Pull out each of the lines below that contains the word "motorcycle", and copy every one of them unchanged.

Dataset entries:
-=-=-=-=-
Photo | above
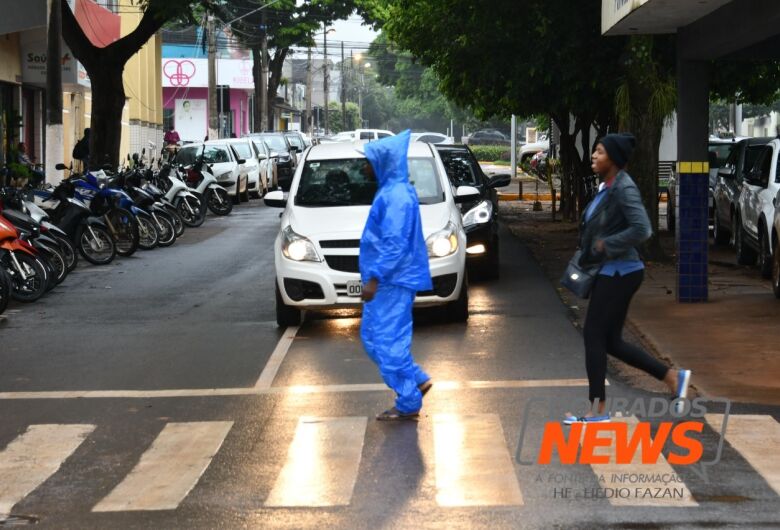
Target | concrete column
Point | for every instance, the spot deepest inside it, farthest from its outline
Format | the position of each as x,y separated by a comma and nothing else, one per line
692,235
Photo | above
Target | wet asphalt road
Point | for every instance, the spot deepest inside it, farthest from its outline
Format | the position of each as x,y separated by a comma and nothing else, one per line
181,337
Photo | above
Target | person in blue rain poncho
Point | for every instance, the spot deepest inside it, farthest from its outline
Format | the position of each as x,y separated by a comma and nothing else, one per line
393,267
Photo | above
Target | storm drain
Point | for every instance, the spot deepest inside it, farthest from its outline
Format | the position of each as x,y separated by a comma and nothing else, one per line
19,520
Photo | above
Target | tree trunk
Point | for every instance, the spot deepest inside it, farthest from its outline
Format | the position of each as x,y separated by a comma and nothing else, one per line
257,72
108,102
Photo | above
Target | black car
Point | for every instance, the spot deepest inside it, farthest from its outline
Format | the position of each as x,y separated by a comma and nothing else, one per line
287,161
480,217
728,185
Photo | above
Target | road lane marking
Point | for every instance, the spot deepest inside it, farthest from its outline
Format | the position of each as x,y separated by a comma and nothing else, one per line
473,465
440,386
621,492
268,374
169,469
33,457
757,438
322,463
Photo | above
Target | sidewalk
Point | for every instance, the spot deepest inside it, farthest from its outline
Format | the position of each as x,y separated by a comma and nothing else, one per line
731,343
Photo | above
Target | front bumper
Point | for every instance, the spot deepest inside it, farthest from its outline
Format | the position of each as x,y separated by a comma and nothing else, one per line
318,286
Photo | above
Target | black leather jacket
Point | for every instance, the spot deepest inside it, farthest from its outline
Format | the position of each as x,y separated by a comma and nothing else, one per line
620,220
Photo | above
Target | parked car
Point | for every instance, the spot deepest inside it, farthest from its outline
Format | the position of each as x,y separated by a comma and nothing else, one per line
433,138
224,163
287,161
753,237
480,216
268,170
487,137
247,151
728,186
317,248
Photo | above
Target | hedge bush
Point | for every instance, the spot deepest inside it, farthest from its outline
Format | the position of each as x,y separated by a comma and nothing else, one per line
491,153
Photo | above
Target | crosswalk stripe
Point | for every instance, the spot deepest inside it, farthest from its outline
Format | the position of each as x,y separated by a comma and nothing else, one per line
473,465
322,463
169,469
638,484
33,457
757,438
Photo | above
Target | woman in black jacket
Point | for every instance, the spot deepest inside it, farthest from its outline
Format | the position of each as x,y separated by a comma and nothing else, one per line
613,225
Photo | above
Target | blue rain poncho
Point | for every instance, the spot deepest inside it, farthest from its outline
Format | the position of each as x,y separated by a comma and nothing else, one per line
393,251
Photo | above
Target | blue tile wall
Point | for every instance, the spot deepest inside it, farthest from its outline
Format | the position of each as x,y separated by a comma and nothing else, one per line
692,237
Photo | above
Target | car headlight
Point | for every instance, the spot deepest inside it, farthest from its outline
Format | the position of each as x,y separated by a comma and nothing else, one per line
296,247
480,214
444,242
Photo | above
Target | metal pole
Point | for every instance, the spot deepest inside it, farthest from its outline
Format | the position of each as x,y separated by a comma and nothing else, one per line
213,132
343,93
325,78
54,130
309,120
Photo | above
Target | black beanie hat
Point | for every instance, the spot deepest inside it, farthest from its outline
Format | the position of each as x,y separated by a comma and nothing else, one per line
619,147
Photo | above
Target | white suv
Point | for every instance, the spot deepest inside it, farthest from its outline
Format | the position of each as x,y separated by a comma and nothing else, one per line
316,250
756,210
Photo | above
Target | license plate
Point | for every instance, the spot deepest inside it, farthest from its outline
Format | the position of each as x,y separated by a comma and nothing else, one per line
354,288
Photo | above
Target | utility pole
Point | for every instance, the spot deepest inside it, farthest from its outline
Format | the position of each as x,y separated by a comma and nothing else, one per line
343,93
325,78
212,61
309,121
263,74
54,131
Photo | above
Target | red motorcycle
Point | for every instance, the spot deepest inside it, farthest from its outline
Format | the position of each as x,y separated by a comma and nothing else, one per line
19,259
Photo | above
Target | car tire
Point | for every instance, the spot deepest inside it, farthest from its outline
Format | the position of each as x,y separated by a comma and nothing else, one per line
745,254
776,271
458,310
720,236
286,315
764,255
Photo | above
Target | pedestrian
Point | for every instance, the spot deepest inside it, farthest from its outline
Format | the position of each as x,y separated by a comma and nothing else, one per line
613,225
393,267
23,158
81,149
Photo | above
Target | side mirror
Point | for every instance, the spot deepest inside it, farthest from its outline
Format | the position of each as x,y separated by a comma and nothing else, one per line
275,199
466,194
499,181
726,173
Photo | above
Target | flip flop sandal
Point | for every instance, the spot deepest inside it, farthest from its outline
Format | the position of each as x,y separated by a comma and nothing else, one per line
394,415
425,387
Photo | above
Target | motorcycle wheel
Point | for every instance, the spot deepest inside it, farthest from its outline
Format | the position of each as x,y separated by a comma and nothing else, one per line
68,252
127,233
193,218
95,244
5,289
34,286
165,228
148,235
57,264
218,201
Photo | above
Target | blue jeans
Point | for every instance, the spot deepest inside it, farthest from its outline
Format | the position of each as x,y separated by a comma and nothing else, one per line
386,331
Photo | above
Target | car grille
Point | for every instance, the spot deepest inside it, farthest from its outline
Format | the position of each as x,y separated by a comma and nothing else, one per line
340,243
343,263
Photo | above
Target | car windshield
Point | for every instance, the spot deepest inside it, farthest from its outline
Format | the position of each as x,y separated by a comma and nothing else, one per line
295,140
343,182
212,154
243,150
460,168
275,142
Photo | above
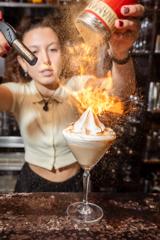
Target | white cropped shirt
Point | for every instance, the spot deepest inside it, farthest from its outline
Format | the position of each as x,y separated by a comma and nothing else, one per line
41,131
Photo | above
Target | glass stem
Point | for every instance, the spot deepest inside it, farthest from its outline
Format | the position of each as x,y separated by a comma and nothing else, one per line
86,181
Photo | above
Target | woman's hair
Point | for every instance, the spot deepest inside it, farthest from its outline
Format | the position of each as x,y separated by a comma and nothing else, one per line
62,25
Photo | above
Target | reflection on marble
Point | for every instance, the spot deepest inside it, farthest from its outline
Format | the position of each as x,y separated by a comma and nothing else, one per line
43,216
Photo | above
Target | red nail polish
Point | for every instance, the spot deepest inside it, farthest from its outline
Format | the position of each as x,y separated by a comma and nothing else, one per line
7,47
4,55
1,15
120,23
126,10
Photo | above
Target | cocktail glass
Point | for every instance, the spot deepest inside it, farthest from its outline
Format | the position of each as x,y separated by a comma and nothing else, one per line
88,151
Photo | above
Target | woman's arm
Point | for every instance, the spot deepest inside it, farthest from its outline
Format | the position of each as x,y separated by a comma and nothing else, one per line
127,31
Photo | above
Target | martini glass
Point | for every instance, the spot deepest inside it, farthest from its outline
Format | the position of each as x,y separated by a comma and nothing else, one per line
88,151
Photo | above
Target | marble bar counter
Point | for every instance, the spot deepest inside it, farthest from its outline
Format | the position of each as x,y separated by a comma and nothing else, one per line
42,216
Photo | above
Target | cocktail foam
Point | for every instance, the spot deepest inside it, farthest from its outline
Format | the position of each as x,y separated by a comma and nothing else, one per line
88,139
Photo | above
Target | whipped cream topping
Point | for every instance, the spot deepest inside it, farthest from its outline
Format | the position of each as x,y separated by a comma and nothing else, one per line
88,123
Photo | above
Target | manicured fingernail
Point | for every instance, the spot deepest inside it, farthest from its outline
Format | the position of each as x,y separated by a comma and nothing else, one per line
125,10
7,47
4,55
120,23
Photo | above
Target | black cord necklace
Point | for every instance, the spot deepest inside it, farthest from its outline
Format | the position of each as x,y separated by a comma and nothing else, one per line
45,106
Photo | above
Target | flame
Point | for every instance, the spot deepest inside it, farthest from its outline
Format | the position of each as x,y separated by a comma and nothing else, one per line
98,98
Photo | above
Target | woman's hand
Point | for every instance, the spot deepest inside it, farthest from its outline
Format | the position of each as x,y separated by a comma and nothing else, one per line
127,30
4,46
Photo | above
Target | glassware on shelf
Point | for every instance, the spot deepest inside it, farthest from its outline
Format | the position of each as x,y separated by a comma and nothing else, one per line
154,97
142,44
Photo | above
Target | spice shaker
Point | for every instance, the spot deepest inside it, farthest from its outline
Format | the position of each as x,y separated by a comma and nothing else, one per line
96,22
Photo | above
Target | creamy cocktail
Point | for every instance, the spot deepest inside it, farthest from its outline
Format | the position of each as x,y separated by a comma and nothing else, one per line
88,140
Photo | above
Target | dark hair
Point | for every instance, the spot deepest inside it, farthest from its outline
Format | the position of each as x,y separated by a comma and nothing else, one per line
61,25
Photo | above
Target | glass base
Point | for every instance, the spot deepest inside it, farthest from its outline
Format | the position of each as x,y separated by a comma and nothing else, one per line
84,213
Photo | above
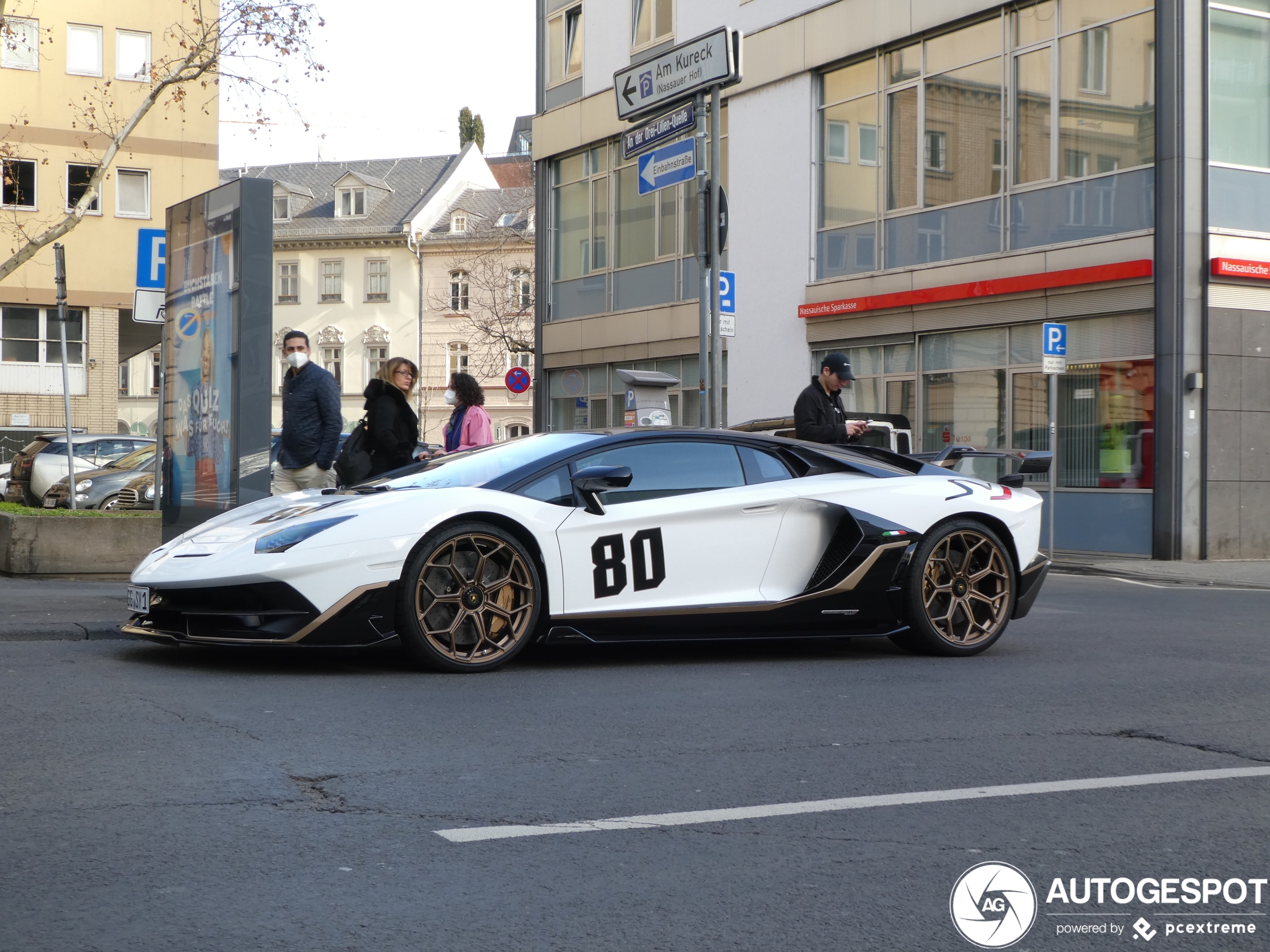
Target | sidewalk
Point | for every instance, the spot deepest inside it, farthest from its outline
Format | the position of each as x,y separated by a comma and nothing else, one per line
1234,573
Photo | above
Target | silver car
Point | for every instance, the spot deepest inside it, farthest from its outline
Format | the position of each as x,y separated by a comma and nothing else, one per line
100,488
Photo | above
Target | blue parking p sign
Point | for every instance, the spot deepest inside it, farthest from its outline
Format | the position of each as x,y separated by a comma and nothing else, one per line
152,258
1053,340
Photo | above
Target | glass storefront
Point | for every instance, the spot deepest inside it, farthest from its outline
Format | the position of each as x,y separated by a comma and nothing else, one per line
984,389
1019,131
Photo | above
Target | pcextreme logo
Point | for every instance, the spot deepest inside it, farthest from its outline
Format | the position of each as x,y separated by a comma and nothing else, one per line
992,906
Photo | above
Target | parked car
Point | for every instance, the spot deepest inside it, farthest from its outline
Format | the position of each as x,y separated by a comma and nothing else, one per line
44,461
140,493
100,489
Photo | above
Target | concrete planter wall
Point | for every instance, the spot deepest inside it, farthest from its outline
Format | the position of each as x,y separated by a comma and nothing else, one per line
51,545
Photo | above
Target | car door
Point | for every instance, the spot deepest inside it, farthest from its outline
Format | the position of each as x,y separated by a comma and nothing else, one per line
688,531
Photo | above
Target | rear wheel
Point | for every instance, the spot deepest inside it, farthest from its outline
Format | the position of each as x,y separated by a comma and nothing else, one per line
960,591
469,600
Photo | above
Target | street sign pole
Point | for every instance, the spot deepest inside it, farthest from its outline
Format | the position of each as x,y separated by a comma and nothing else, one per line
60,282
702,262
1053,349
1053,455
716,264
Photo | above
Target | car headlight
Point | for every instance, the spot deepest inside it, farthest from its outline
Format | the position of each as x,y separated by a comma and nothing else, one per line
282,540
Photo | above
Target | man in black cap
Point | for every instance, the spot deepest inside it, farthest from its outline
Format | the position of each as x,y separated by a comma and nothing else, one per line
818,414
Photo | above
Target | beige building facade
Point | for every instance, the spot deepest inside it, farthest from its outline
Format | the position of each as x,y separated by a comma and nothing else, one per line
-=-=-=-=-
THE ANSWER:
Target | red motorcycle
Target | motorcycle wheel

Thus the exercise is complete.